-- DÉFIS --
a) Répondez à ces questions sur l'extrait :
(i) Quel genre de groupe le public du Bataclan était-il venu applaudir ce soir-là ?
(ii) D'où viennent les plus brillants éléments de l'équipe de France ?
(iii) Quel poste occupe Pierre-Jean Luizard ?
b) Selon Pierre-Jean Luizard, cité dans l'extrait, pourquoi l'Etat islamique a-t-il pris pour cible la jeunesse bobo des Xe et XIe arrondissements ? Répondez en une à trois phrases.
c) Relevez mot pour mot, dans l'extrait, le passage qui va de « Et le Bataclan » jusqu'à « des banlieues défavorisées. » inclus.

-- EXTRAIT FOURNI --
================
Si l’on regarde le plan de ce fragment rive droite de la capitale, on sait, pour les avoir arpentées en tous sens, que ces rues témoignent d’une hétérogénéité sociale et ethnique qui a disparu de bon nombre d’autres arrondissements.

Echoppes à la mode, bars pakistanais, cafés arabes, bouis-bouis chinois ou vietnamiens, librairies musulmanes et synagogues coexistent dans un espace urbain chahuté.

Et le Bataclan était évidemment rempli, ce soir-là, d’un public d’ados et de jeunes adultes venus en toute décontraction applaudir un groupe rock à succès qui joue à fond d’une dérision maligne à l’égard des codes machos et bas de plafond de la sous-culture redneck.

L’attentat foiré du Stade de France visait quant à lui à détruire l’épicentre d’une ample communion dans l’hédonisme sportif avec, en son cœur, une équipe de France elle-même à l’identité composite, dont les plus brillants éléments sont issus des banlieues défavorisées.

La suite de l’article raconte ensuite que les islamistes ont fait exprès d’attaquer une réunion de Charlie hebdo et un concert, lieu de joie « collective »…

C’est là une construction intellectuelle sidérante. On a là une logique qui est de dire : picoler dans des bars parisiens, tromper son conjoint, ne prendre rien au sérieux, voilà le mode de vie « idéal » et les djihadistes seraient des rabats-joies, des gens austères non épanouis, etc.

Pour le coup, impossible de voir que pour ces gens, les religieux intégristes et les vegan straight edge ne différeraient en rien. Le sens de la vie, ce serait « picoler » de manière « festive ».

Le magazine Les inrockuptibles, autre grand classique des bobos et hipsters, ne dit pas autre chose : non aux « séparatistes » :

« Cette fois, c’était le peuple lui-même qui était visé, c’est-à-dire nous tous, qui aimons les stades, les terrasses de cafés et les salles de concerts. A Saint-Denis comme à Paris, il s’agissait de faire le plus de morts possible, parmi cette multitude française, naturellement diverse et colorée, joyeuse et mélangée, qui s’obstine à vouloir vibrer, aimer et manger ensemble, contre toutes les injonctions séparatistes. (…)

Quand on lui parle “d’attentats aveugles”, Pierre-Jean Luizard, directeur de recherche au CNRS, auteur du Piège Daech – L’Etat islamique ou le Retour de l’Histoire, rectifie aussitôt : “Ce que visait l’Etat islamique était bien cette jeunesse bobo française qui a élu domicile dans ces Xe et XIe arrondissements.

A la fois parce qu’elle symbolise un mode de vie insouciant jugé “répréhensible”, mais surtout aussi parce qu’elle illustre mieux que tout autre milieu les espoirs (et les illusions) attachés aux idéaux républicains français (lutte contre le racisme, les inégalités et les discriminations, empathie envers la population immigrée, tolérance envers l’islam comme “culture du monde” à Paris). En la choisissant pour cible, l’Etat islamique visait à faire sauter un écran de tolérance en opposition avec son projet : susciter la peur et des réactions communautaires en chaîne.”
================
Entrées d'un jeu de données:

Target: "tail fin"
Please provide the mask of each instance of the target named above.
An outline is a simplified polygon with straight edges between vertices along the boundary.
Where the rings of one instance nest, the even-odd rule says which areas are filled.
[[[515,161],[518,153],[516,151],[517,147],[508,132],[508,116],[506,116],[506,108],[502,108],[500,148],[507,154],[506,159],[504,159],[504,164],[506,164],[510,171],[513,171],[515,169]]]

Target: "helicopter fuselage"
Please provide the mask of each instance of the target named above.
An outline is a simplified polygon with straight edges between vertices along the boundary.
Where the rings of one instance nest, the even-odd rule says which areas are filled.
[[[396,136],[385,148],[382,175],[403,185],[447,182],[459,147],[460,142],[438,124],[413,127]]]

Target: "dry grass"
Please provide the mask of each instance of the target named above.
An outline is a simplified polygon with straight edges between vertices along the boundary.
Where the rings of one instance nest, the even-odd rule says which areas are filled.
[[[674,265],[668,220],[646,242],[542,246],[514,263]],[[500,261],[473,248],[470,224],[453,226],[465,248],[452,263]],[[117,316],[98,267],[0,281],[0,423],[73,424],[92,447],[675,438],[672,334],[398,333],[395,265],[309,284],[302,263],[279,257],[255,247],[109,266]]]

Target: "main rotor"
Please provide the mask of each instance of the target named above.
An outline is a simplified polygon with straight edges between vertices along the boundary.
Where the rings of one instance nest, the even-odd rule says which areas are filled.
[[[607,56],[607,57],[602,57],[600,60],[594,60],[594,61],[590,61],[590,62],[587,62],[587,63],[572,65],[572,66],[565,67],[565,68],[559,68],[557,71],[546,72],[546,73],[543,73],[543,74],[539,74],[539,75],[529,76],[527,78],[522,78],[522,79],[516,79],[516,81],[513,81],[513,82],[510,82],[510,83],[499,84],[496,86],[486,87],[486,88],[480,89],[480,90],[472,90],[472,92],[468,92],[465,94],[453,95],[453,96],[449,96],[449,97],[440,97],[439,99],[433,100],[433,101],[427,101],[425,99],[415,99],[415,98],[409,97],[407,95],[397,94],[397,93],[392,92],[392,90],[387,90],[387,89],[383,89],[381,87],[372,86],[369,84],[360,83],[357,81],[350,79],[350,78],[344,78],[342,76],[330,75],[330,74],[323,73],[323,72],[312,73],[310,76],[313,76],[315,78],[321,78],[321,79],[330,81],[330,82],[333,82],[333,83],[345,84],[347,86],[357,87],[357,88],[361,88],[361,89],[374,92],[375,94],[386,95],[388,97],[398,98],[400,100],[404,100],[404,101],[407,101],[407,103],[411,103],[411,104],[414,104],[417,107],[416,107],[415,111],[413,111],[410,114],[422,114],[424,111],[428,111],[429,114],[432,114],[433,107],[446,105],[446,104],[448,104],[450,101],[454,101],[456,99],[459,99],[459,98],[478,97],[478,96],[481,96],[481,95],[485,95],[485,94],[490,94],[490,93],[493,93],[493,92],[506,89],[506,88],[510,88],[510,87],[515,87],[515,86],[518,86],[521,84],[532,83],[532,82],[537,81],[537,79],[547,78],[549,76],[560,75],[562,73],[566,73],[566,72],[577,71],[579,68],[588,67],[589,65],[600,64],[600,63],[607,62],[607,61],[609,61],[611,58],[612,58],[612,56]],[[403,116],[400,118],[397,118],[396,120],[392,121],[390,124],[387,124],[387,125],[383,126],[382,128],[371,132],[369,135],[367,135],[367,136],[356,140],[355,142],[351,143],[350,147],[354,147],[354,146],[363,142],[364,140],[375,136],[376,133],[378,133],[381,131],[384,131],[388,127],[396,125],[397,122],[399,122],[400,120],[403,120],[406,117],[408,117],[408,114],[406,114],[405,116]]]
================
-- BONNES RÉPONSES --
a)
(i) Un groupe rock à succès.
(ii) Des banlieues défavorisées.
(iii) Il est directeur de recherche au CNRS.

b) Cette jeunesse symbolise un mode de vie insouciant jugé « répréhensible ». Surtout, elle illustre mieux que tout autre milieu les espoirs attachés aux idéaux républicains français, comme la lutte contre le racisme et la tolérance envers l'islam. En la visant, l'Etat islamique voulait faire sauter cet écran de tolérance pour susciter la peur et des réactions communautaires en chaîne.

c)
Et le Bataclan était évidemment rempli, ce soir-là, d’un public d’ados et de jeunes adultes venus en toute décontraction applaudir un groupe rock à succès qui joue à fond d’une dérision maligne à l’égard des codes machos et bas de plafond de la sous-culture redneck.

L’attentat foiré du Stade de France visait quant à lui à détruire l’épicentre d’une ample communion dans l’hédonisme sportif avec, en son cœur, une équipe de France elle-même à l’identité composite, dont les plus brillants éléments sont issus des banlieues défavorisées.